▶ _Selection_

★ ★ ★ ★ ★ ★ ★

Red Robin Reports Great Earnings, But On Closer Inspection, Maybe Not So Great

Last week, Red Robin Gourmet Burgers (RRGB) reported great earnings. The company beat earnings expectations by 16 cents a share, and the stock jumped 7.6%. But David Phillips at 10-Q Detective has read the fine print:

1. 2006 was a 53-week fiscal year. In fiscal 2006, the fifty-third week added $14.4 million to restaurant sales and $0.11 to diluted earnings per share.
2. Earnings benefited, too, from a 3.0% drop in its effective tax rate to 30.6% for 2006. The decrease was primarily due to more favorable tax credits and state apportionment factors resulting from a shift in income to states with lower tax rates—aggregate state income tax rate fell 1.9% to 2.6% in fiscal 2006. This creative accounting boosted income about 6 cents per share. Management anticipates that its 2007 effective tax rate will be approximately 32 percent.

★ ★ ★ ★ ★ ★ ★

▶ _Available data_
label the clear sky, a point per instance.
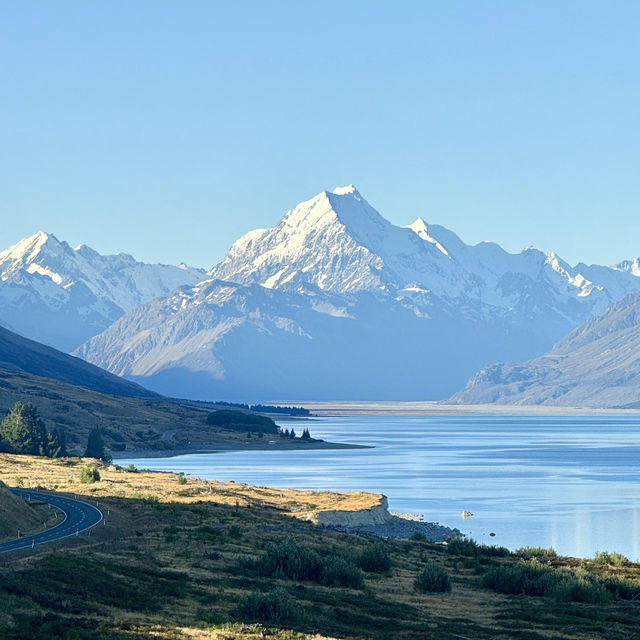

★ ★ ★ ★ ★ ★ ★

▶ _Stated task_
In the Red Robin earnings piece, how much did the fifty-third week add to restaurant sales in fiscal 2006?

▶ _Problem solution_
$14.4 million